- _WORK TO BE COMPLETED_
Rewrite every row below, swapping "captured frame" for "camera feed" and leaving all other text unchanged.

- _WORKING DATA_
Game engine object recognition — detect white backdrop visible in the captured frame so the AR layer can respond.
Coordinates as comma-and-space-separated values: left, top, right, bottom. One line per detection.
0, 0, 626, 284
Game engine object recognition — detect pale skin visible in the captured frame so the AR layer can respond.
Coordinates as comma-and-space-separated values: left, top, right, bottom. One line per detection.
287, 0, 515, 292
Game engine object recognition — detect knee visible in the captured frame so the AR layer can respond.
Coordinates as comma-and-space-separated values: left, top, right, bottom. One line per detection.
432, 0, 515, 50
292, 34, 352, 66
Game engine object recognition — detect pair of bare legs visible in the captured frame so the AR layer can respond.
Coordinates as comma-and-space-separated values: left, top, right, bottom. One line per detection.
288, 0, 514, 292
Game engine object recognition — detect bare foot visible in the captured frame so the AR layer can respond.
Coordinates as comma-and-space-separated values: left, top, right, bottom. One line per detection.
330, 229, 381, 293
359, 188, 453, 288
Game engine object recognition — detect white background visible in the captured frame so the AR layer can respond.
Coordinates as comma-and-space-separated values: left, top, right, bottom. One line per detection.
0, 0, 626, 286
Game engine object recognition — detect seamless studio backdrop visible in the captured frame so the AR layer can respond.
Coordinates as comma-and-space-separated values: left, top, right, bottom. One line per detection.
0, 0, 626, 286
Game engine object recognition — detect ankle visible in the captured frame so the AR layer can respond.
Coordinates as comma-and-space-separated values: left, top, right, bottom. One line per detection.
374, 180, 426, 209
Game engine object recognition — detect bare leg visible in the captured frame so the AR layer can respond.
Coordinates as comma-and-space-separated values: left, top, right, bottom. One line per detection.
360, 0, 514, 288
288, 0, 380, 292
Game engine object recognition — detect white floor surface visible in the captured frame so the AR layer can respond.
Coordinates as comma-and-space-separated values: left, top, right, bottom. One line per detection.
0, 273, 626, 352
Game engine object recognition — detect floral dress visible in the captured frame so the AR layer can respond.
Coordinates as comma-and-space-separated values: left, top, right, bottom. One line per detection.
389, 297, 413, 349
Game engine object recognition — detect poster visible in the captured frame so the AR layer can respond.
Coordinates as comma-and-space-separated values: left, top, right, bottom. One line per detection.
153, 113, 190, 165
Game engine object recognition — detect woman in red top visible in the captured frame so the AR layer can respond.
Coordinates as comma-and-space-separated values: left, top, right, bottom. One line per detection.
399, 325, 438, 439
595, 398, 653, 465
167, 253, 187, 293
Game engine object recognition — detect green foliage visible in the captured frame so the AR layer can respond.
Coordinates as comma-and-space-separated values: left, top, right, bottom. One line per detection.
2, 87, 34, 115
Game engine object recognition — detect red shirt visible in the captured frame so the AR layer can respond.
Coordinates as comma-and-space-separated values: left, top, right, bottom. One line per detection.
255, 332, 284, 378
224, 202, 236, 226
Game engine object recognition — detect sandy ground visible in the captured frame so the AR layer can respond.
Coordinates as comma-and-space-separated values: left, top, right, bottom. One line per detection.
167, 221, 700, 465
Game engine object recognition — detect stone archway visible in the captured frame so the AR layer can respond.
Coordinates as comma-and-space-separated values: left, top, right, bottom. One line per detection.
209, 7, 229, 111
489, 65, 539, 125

- _RESPONSE_
Game engine object recognition — detect white backdrop visible in the camera feed so the AR layer can respond.
Coordinates as comma-and-space-separated values: left, top, right, bottom. One line per detection.
0, 0, 626, 284
Game engine object recognition — detect pale skin visible in the camera feed so the AR layer can respond.
Coordinates as comma-and-space-separated values: left, top, right, bottom. One line per detection.
287, 0, 515, 292
Game engine object recognition — detect knee visible in the camera feed so the AR layer can respond.
Coordinates as comma-and-space-separated values: left, top, right, bottom. One line per detection.
432, 0, 515, 50
292, 34, 352, 66
Game engine object recognition — detect pair of bare legs visible in the camera feed so the AR layer can respond.
Coordinates as comma-and-space-separated values: left, top, right, bottom. One line per detection.
288, 0, 514, 292
Game engine object recognition — detect bare foot visible in the camera feed so the AR layer can respond.
Coordinates as comma-and-space-separated values: left, top, right, bottom. One line per detection.
330, 229, 381, 293
359, 188, 453, 288
Game engine object recognition — detect white background visible in the camera feed so the AR layer can respond.
Coordinates as comma-and-space-separated values: left, top, right, bottom. One line per detection.
0, 0, 626, 286
Game engine object recognition — detect seamless studio backdrop visible in the camera feed so the AR layer can respond.
Coordinates as comma-and-space-separated values: left, top, right, bottom. One line per detection.
0, 0, 626, 286
Game engine object recognition — detect ankle visible in the camera feed so the AR layer can respond.
Coordinates as comma-and-space-separated values: left, top, right, bottom. One line per detection.
374, 180, 426, 209
Game engine object recognition — detect bare leg visible in the camera feed so the AR layer can respond.
Coordinates as comma-and-space-separated values: left, top, right, bottom. One line per detection.
360, 0, 514, 288
288, 0, 380, 292
Game engine object recognition — detect white floor surface visible in the camera feed so the AR layer can respond.
Coordinates as comma-and-space-separated values: left, top, right, bottom. One line per detection.
0, 273, 626, 352
Game engine object recognition — detect floral dress visible in the camera feed so the AR layer can respond.
Coordinates as comma-and-space-separated values: left, top, right, bottom. One line per detection.
389, 297, 413, 349
Game engine object recognition — detect poster visible in the camera feed so the AR layer can respond.
Coordinates as comma-and-space-separated values: left, top, right, bottom. One line per detection.
153, 113, 190, 165
Game engine object recognition — detect woman in red top visible in the camera feed so the AR layer can respond.
Coordinates as comma-and-space-separated values: left, top, right, bottom. One line per detection.
399, 325, 438, 439
595, 398, 653, 465
167, 253, 187, 293
Game engine object recognition — detect green foliage visible in the camera feed so the AR layer can respond.
Coordinates as comma-and-space-separated values: left, top, right, bottom. One line per detection.
2, 87, 34, 115
Game engine object recognition — detect red shirt visible in the camera feed so the AR layer can respond.
Coordinates as comma-and-space-separated values: left, top, right, bottom. One line per detection.
255, 332, 284, 378
224, 202, 236, 226
Game engine object recognition — detect sandy ground visible in the camera feed so the AR layer can respond.
Coordinates as comma-and-space-separated values: left, top, right, bottom. One line per detection.
167, 221, 700, 465
Game engine object recognition — detect stone archway visible in the camera feed so the AR layer can respond.
Coordinates as comma-and-space-separated values: left, top, right, bottom. One line per detection.
209, 7, 229, 111
489, 65, 539, 125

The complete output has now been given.